# Challenge a:
Change "one pin each" to "one point per instance" in the rows between the line holding "[locate] the shrub" and the last line of the rows, inclusive. Give back only those lines, with everything else left as it stands.

*** Source excerpt

Someone told me you cannot use concrete pavers on a concrete slab. They said that they would absorb moisture and disintegrate over time. Is this true? The slab is 8 by 10" and newly poured.


Hi Ron,

That is not true. You can place pavers over a concrete slab, but the slab must be in excellent condition. I am assuming since it is newly poured that it is.

You can either place them dry laid or laid in a bed of concrete over the existing concrete slab.

I feel it would be best to lay them in concrete. Your other option is to lay them in sand but to use polymeric sand in the joints, as this will harden. Ideally you don't want water seeping down to the concrete below and just sitting there. It will have nowhere to go and can't really dry out. If the existing concrete is graded properly, the water should drain off the patio, but still some water will seep into sand joints.


Elevated Paver Patio on Concrete Slab?
by: Anonymous Michigan Guy

I've noticed several responses regarding not wanting water to seep down to the existing concrete (when laying pavers on top of existing cement slabs). Is this still an issue if one were using retaining wall blocks all around the perimeter of the existing patio cement, then filling the entire inside area with dirt/slagsand, and then laying the pavers on top of this dirt/slagsand base? (Yes, it would be intentionally elevating the entire patio.) I'm thinking the dirt/sand would eliminate the problem of the water making it all the way down to the cement and "sitting there"...? Thanks in advance.

by: Susan

Regarding bordering the existing patio with retaining blocks, the water seepage would still be a problem. The concrete block does not solve anything. In fact, depending on how the block is installed, it could make drainage worse.

Let's assume the block is raised above your existing concrete patio and the top of the retaining blocks are now at the same level of the new patio pavers. Your existing patio should be pitched away from your house. Any water that seeps down through the sand joints will travel downwards, but I would imagine that it's possible for the water to also travel slightly along the pitch, depending on how much slope there is. The outer "wall" will not permit the water to travel out onto the surrounding lawn or planting beds.

You are much better off removing the existing patio. I would not want to create any type of situation that could possibly cause a drainage issue. I have been through it personally, and believe me, it is not fun!

Get a price on removal. I think it will be less than you think.

******

# Challenge b:
Could you quote the paver excerpt between "You are much" and "than you think.", inclusive?

*** Records

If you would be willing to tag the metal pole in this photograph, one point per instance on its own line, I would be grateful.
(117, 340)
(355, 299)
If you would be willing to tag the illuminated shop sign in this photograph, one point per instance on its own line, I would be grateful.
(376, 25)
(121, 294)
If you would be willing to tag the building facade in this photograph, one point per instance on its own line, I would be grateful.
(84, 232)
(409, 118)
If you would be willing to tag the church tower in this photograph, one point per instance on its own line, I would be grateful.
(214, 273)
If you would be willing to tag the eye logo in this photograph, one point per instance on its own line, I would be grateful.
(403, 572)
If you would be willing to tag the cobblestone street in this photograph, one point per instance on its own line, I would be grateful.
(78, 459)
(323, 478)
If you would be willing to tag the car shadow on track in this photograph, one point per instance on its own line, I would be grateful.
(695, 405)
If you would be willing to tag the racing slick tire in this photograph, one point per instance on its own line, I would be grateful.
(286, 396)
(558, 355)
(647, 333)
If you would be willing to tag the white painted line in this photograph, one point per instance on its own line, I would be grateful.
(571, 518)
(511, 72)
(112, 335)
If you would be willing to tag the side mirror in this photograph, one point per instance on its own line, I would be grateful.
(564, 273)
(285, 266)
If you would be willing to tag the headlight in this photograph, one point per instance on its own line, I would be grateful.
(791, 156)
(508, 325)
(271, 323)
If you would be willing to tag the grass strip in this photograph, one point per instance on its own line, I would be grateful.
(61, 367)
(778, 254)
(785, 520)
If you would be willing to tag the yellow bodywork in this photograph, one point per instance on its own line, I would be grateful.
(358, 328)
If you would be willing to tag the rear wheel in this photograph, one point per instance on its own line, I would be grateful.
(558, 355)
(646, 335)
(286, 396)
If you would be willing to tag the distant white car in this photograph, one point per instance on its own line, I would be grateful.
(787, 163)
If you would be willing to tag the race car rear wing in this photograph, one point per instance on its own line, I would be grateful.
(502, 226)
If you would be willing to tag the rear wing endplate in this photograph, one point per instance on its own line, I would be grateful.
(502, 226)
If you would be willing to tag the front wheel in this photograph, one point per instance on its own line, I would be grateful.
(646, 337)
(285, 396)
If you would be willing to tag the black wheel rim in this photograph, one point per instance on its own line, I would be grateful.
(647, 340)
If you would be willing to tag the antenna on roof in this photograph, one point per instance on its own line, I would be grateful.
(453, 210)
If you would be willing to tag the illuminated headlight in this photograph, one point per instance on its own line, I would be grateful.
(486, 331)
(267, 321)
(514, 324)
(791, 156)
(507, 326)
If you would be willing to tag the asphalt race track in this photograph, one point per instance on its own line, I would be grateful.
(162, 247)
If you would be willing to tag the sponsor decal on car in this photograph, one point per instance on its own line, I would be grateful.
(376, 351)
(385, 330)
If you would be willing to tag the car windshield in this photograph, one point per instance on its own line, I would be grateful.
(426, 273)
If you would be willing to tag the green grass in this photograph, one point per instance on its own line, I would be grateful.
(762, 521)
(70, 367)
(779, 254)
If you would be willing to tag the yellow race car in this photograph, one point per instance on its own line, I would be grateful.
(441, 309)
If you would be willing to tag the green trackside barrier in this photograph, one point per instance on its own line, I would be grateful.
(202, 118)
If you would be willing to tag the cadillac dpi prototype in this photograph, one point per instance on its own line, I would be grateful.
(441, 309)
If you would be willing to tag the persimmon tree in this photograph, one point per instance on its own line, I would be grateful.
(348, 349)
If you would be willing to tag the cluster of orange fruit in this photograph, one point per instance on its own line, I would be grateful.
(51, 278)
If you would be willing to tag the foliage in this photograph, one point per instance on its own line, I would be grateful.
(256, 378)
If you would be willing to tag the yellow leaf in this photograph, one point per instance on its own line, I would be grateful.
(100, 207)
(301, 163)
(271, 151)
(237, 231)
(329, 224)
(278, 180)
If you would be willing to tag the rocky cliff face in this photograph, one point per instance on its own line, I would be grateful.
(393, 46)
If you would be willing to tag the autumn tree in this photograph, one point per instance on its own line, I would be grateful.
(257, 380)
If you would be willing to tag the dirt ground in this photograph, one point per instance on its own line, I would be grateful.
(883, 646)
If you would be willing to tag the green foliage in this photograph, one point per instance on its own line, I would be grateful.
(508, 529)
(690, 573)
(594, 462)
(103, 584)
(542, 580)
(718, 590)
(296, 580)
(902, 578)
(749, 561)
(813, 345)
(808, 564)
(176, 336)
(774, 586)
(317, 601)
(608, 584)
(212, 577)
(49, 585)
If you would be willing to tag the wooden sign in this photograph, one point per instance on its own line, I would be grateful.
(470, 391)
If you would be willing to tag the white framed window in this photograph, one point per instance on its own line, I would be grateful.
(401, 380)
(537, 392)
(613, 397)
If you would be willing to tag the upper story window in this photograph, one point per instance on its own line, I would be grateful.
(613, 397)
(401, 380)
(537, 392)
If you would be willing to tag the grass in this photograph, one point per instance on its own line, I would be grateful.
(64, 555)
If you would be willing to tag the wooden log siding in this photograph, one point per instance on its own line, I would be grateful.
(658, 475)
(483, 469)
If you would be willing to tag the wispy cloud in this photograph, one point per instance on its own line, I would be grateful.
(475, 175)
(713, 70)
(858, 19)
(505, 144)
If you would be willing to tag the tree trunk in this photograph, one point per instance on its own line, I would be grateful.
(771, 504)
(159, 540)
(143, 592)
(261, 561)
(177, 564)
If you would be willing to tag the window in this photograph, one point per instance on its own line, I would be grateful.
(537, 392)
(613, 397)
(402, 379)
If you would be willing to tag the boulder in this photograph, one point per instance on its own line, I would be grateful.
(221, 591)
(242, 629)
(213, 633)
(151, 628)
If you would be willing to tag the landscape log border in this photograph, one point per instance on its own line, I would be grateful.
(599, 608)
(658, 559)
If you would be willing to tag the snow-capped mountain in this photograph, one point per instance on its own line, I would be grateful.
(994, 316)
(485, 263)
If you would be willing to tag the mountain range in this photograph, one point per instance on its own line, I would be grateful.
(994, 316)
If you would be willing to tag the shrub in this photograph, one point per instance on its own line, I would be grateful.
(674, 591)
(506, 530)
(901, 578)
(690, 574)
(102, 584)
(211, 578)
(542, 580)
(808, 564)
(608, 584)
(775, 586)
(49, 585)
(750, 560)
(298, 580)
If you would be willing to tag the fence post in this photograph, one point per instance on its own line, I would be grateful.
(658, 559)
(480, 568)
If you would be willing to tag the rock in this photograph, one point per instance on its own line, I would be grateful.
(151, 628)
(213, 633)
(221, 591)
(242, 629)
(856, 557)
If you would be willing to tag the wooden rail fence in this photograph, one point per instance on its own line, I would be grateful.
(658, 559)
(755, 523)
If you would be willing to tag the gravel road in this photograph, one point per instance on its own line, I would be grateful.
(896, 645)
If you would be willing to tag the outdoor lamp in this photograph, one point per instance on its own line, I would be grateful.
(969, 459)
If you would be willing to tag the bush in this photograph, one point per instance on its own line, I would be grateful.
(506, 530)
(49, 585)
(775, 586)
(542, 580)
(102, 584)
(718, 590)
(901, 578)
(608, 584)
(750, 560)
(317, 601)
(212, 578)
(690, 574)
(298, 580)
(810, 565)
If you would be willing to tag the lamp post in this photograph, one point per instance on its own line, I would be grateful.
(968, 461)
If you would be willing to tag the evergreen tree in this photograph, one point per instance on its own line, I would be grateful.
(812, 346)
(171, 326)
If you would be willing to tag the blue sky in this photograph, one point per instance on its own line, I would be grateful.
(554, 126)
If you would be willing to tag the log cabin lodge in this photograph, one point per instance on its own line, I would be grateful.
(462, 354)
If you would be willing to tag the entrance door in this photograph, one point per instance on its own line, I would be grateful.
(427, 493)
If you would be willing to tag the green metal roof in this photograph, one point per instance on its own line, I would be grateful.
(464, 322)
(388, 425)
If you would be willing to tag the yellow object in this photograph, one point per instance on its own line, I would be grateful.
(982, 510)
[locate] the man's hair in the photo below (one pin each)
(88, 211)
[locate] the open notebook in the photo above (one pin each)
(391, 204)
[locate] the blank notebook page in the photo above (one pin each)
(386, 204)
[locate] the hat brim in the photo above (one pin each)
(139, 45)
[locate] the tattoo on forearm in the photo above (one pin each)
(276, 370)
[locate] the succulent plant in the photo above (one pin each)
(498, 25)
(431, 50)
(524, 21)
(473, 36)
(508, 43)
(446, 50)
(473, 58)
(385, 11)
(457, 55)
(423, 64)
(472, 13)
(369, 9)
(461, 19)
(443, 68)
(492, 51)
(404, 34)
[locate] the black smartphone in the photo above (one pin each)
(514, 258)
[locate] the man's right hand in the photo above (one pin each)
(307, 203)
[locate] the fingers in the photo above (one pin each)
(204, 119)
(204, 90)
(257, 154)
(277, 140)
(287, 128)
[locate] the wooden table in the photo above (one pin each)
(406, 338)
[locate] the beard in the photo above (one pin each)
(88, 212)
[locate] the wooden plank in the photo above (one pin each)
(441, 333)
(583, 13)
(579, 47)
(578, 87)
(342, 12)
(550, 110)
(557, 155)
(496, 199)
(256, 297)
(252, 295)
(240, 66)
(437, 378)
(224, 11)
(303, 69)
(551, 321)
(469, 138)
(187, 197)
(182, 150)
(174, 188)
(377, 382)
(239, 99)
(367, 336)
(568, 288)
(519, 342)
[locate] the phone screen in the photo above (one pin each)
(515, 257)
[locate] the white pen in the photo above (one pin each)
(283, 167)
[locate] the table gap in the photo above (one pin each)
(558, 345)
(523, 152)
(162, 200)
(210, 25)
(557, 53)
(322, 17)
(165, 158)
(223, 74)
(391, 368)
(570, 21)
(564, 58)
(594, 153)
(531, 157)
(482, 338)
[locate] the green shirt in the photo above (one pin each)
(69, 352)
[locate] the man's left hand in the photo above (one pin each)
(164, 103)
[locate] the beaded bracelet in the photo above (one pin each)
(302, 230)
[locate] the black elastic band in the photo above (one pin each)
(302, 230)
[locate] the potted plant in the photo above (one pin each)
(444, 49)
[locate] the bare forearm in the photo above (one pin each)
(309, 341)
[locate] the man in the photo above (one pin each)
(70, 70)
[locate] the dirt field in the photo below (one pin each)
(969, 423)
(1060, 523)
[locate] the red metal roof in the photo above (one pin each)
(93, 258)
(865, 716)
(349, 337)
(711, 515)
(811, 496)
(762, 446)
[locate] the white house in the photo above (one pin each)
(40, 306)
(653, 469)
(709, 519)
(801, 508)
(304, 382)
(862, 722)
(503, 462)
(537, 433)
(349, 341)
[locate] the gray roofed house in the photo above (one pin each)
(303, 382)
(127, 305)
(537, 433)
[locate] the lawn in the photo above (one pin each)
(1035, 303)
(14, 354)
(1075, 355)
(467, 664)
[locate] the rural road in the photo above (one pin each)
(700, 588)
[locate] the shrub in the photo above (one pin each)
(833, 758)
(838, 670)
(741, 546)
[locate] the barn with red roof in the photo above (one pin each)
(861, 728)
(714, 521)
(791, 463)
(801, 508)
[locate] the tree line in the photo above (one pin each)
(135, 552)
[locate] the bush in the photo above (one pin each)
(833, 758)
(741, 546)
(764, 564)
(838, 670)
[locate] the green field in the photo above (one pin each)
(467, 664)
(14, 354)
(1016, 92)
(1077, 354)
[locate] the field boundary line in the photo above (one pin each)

******

# Written answer a:
[locate] the shrub in the photo above (one point per instance)
(833, 758)
(838, 670)
(741, 546)
[locate] the barn with red roof in the photo above (one point per instance)
(861, 728)
(714, 521)
(791, 463)
(801, 508)
[locate] the tree line in the photo above (one point per instance)
(135, 552)
[locate] the bush in the photo above (one point per instance)
(833, 758)
(741, 546)
(764, 564)
(838, 670)
[locate] the green field in the photo above (one point per instance)
(467, 664)
(14, 354)
(1016, 92)
(1077, 354)
[locate] the field boundary line in the photo above (one point per instance)

# Written answer b:
You are much better off removing the existing patio. I would not want to create any type of situation that could possibly cause a drainage issue. I have been through it personally, and believe me, it is not fun!

Get a price on removal. I think it will be less than you think.